» Page extract

^^^^^^^^

Headlines
As reported by Connecticut Magazine, June 2007.
Cancer Warrior
Carolyn Runowicz Came Home to Help Wage the Big Battle
By Terese Karmel
Fourteen years ago, Connecticut physician Carolyn D. Runowicz, a noted crusader for cancer prevention, felt a small lump in her left breast, a discovery that drove her across that scalpel-thin line from healer to patient.
At first, Runowicz experienced the standard reactions to learning she had cancer: disbelief and terror. But that was followed almost immediately by a reaction more typical of this pit bull of a physician - the demand for immediate, aggressive treatment.
Already a prominent oncologist who had developed innovative treatment advances, Runowicz knew what to ask for - and she got it. These days, the tall, blonde 55 year-old physician is a highly regarded no-nonsense practitioner who has written four books (including one about her own experience) and dozens of articles on the subject of cancer in women. In addition, she has made many public appearances, the most notable last summer when, in her capacity as president of the American Cancer Society, shoe in hand (a la Nikita Khrushchev), she urged more than 10,000 survivors (and a host of influential congressmen) on the Washington, D.C., mall to stamp out the disease.
Runowicz's tireless efforts also led indirectly to her coming home to Connecticut in 2003 to accept the position as director of the new Carole and Ray Neag Comprehensive Cancer Center at the University of Connecticut Health Center in Farmington.
"This is a person who, because of her American Cancer Society connections, gave us instant credibility, especially since we're just starting out," says Dr. Peter J. Deckers, executive vice president for health affairs at the health center.
He first heard she might be available a year earlier when she was in Storrs to be honored as a distinguished UConn alumna. "I was asked to present her," says Deckers. "I had known of her and was happy to do it:." At the awards dinner, Runowicz's husband, Dr. Sheldon H. Cherry, a gynecologist and urologist who practices in New York, mentioned she might be recruitable to UConn if the right package could be put together. At the time, she was a professor of clinical obstetrics and gynecology at the Columbia University College of Physicians and Surgeons.

^^^^^^^^

» Supplied material

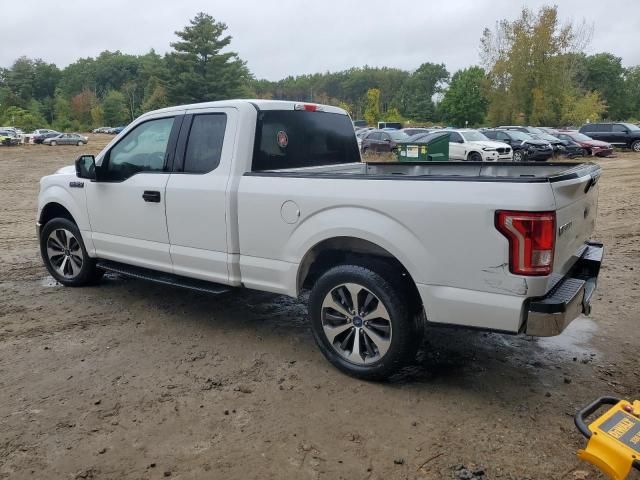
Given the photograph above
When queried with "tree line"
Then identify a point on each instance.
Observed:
(532, 70)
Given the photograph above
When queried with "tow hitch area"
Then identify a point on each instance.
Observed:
(614, 437)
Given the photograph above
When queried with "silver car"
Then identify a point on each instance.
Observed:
(66, 139)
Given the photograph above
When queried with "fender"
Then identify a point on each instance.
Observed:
(73, 200)
(365, 224)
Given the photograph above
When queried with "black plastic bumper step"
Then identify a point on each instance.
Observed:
(162, 277)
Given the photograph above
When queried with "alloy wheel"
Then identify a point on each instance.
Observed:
(64, 253)
(356, 323)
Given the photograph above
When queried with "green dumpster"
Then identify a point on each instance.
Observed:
(433, 147)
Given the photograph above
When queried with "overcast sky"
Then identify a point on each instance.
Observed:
(292, 37)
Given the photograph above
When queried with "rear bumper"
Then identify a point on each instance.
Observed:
(569, 297)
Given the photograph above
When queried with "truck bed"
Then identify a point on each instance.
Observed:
(487, 171)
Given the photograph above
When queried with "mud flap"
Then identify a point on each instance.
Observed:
(614, 437)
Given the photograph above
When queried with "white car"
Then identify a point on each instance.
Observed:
(272, 196)
(472, 145)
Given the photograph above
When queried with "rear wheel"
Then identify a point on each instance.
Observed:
(363, 323)
(65, 255)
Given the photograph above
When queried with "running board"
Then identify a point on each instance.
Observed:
(162, 277)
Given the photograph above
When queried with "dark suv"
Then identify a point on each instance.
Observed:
(618, 134)
(525, 147)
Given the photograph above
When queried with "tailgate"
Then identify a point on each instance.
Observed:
(576, 209)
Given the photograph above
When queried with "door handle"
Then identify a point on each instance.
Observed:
(151, 196)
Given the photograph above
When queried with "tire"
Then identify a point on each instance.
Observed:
(474, 157)
(386, 342)
(65, 255)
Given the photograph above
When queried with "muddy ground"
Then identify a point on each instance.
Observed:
(135, 380)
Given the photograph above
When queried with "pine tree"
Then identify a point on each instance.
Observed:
(201, 71)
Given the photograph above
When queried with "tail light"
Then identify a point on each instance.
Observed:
(532, 237)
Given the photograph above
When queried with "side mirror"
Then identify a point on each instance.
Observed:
(86, 167)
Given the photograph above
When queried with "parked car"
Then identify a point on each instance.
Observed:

^^^^^^^^

» Description of the task
In the magazine profile of Carolyn Runowicz, what position did she come home to Connecticut to take in 2003?

» Reply to the task
Director of the new Carole and Ray Neag Comprehensive Cancer Center at the University of Connecticut Health Center in Farmington.